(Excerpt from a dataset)
— BEGIN —
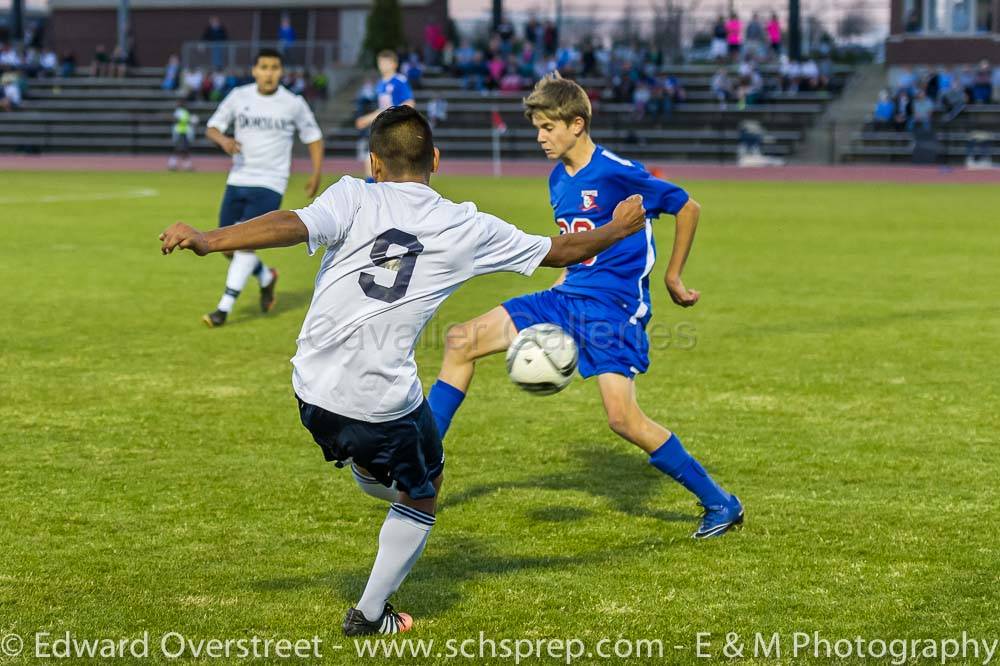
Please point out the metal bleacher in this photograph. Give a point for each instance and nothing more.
(88, 114)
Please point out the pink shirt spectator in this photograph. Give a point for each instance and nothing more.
(496, 67)
(774, 32)
(734, 32)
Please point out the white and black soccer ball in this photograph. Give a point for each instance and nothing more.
(542, 359)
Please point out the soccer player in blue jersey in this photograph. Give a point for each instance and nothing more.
(604, 302)
(393, 89)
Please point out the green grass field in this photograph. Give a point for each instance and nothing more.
(842, 380)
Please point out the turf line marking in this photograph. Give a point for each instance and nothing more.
(140, 193)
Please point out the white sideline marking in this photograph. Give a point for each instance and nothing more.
(140, 193)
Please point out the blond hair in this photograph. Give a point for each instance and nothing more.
(559, 99)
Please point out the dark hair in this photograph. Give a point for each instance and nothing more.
(268, 53)
(401, 137)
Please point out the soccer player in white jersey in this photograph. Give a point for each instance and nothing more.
(395, 250)
(264, 117)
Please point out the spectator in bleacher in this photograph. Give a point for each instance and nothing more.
(641, 96)
(750, 89)
(511, 80)
(119, 63)
(434, 43)
(791, 74)
(774, 34)
(505, 31)
(722, 87)
(437, 111)
(191, 83)
(101, 65)
(811, 79)
(171, 74)
(885, 109)
(218, 90)
(182, 135)
(588, 59)
(953, 101)
(216, 33)
(755, 37)
(496, 68)
(550, 38)
(67, 64)
(12, 94)
(532, 31)
(922, 113)
(903, 112)
(982, 84)
(286, 34)
(719, 48)
(476, 73)
(734, 36)
(413, 69)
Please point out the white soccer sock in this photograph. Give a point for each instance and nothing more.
(240, 268)
(402, 539)
(371, 486)
(264, 275)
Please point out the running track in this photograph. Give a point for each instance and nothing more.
(672, 170)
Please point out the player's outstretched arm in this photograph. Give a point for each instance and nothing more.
(568, 249)
(280, 228)
(687, 223)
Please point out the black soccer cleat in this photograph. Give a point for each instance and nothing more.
(267, 298)
(214, 319)
(391, 622)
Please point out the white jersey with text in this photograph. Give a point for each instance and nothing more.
(265, 126)
(395, 252)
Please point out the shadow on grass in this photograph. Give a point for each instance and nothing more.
(287, 301)
(436, 583)
(618, 477)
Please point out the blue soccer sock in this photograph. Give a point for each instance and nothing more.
(673, 460)
(444, 400)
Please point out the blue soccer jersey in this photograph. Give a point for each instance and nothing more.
(587, 200)
(393, 92)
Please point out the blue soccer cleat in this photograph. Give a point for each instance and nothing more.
(719, 519)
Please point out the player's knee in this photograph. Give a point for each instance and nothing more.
(620, 421)
(459, 343)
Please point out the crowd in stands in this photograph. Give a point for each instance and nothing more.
(194, 83)
(911, 100)
(511, 61)
(17, 65)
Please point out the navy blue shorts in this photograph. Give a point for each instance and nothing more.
(406, 450)
(608, 338)
(244, 203)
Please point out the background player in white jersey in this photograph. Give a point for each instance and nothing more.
(393, 89)
(395, 251)
(264, 117)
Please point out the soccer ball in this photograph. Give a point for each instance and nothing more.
(542, 359)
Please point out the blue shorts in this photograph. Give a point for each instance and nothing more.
(609, 340)
(243, 203)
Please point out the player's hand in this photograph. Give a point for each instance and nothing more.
(680, 294)
(312, 187)
(231, 146)
(630, 215)
(185, 237)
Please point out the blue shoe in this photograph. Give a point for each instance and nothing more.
(719, 519)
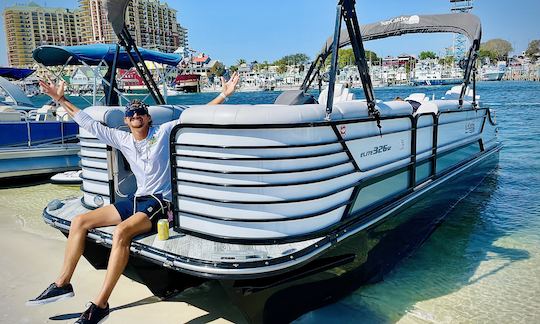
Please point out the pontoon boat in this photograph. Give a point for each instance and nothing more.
(292, 205)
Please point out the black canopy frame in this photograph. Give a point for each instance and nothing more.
(115, 14)
(354, 35)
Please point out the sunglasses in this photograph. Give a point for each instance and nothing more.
(138, 111)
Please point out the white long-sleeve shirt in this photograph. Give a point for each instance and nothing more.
(148, 158)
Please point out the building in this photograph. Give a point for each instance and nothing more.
(152, 23)
(30, 26)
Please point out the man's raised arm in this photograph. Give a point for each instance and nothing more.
(56, 92)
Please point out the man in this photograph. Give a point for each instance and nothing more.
(147, 151)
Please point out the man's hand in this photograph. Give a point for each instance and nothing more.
(56, 92)
(230, 86)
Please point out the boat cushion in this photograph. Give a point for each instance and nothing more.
(286, 114)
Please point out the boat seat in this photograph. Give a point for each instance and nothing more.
(455, 91)
(436, 106)
(62, 115)
(8, 114)
(418, 96)
(45, 113)
(286, 114)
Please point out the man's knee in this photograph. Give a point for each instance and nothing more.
(80, 222)
(121, 235)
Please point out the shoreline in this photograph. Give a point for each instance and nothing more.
(30, 262)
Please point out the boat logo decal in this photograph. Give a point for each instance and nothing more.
(408, 20)
(376, 150)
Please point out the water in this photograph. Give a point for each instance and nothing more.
(481, 265)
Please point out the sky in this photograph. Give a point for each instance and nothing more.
(265, 30)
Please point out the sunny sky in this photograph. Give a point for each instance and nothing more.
(267, 30)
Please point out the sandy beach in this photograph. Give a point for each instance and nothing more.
(32, 255)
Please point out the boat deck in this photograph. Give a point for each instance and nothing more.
(179, 245)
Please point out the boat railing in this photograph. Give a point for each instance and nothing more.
(28, 116)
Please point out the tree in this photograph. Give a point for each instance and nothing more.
(281, 68)
(261, 66)
(498, 46)
(424, 55)
(533, 50)
(218, 69)
(346, 57)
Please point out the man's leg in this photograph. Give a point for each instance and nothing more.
(104, 216)
(123, 234)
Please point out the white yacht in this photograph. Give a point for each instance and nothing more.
(34, 140)
(293, 204)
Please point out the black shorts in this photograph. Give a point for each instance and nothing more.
(153, 206)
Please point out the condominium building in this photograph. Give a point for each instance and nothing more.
(30, 26)
(152, 24)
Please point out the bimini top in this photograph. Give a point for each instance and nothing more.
(50, 55)
(15, 73)
(460, 23)
(116, 12)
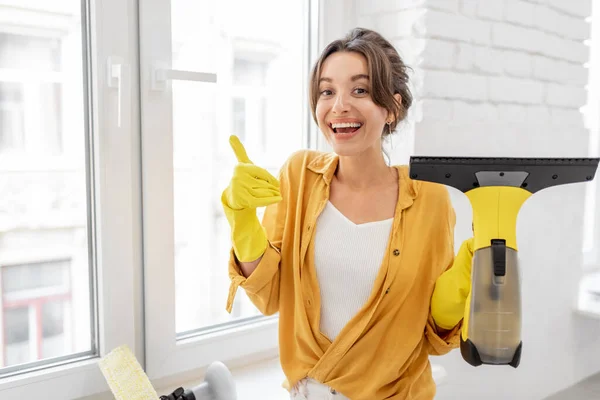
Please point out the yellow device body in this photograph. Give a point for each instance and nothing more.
(497, 187)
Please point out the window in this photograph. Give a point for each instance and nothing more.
(44, 210)
(31, 93)
(68, 210)
(84, 268)
(261, 61)
(37, 306)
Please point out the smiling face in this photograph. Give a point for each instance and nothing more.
(346, 114)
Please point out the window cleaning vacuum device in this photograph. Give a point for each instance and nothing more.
(496, 189)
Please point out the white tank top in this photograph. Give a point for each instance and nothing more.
(347, 260)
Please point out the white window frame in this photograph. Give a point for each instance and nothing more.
(115, 192)
(166, 356)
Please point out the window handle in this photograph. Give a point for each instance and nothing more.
(161, 74)
(118, 78)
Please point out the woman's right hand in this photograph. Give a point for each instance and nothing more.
(251, 186)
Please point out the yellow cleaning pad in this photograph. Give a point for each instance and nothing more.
(125, 376)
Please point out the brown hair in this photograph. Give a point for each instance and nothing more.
(387, 73)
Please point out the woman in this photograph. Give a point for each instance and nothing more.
(350, 249)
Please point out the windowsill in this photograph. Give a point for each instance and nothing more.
(263, 380)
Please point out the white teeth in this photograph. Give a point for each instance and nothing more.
(346, 125)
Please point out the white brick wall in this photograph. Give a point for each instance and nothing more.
(501, 57)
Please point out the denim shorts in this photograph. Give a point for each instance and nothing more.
(310, 389)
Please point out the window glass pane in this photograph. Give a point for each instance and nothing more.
(16, 333)
(259, 61)
(45, 307)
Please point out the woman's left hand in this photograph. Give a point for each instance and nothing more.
(452, 289)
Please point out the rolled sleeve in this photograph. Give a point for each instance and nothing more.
(438, 345)
(262, 286)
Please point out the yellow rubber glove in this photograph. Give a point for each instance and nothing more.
(250, 187)
(452, 289)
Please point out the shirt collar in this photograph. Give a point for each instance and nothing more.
(325, 164)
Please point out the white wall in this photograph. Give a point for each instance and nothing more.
(510, 73)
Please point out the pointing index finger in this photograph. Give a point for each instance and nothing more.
(239, 150)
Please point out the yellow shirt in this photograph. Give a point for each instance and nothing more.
(383, 351)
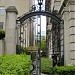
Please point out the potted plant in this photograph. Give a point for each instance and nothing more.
(2, 34)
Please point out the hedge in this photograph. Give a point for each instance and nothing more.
(15, 64)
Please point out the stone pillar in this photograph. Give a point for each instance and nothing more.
(10, 38)
(72, 30)
(66, 36)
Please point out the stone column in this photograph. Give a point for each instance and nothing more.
(2, 47)
(10, 38)
(72, 30)
(66, 36)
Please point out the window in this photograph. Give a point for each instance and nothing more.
(2, 10)
(1, 25)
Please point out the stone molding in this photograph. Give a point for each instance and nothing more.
(12, 9)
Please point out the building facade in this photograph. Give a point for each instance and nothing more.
(23, 37)
(66, 10)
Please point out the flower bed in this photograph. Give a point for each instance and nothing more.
(15, 65)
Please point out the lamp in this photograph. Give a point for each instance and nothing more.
(40, 2)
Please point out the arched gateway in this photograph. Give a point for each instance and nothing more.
(55, 19)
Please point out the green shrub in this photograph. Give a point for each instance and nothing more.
(15, 65)
(46, 65)
(2, 34)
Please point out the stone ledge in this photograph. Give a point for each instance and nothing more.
(12, 9)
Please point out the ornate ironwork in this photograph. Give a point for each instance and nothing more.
(37, 10)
— END —
● Work required: With pictures omitted, copy exactly the lines from the one containing "Please point out the pointing" through the final line of the listing, both included.

● Reply:
Please point out the pointing index finger in this photograph. Give a point for each instance and nothing more.
(239, 150)
Please point out the yellow shirt in this photograph. Give a point for each instance and nothing more.
(383, 351)
Please point out the potted plant in this photograph. Give a point for each instance and nothing more.
(2, 34)
Please point out the hedge in this photograph. Give a point for each instance and nothing more.
(15, 64)
Please point out the stone pillar in this photograph. Give a point for each instance and nothing more.
(10, 38)
(72, 30)
(66, 36)
Please point out the stone column in this photograph. Give a point for each instance and nothing more.
(2, 47)
(10, 38)
(72, 30)
(66, 36)
Please point out the window in this photograph. Give a point for each instance and nothing more.
(2, 10)
(1, 25)
Please point out the stone molding in this photograph. Give a point for each instance and nothing more.
(12, 9)
Please point out the building facade in this photograph. Give a point for each instance and nothing more.
(23, 37)
(66, 10)
Please point out the flower bed in this photograph. Give a point for each instance and nothing more.
(15, 65)
Please point out the lamp in this photograph. Give a point for each instance and nothing more.
(40, 2)
Please point out the arched gateway in this photograph. Give a point for each instance and nothing more.
(55, 19)
Please point out the green shrub in this photograph. Give a point for each instance and nothing more.
(15, 65)
(46, 65)
(2, 34)
Please point out the stone ledge in this photograph. Give a point for each instance and nothing more.
(12, 9)
Please point out the ornate ironwork in this photograph. Give a point for each instance and nothing more.
(37, 10)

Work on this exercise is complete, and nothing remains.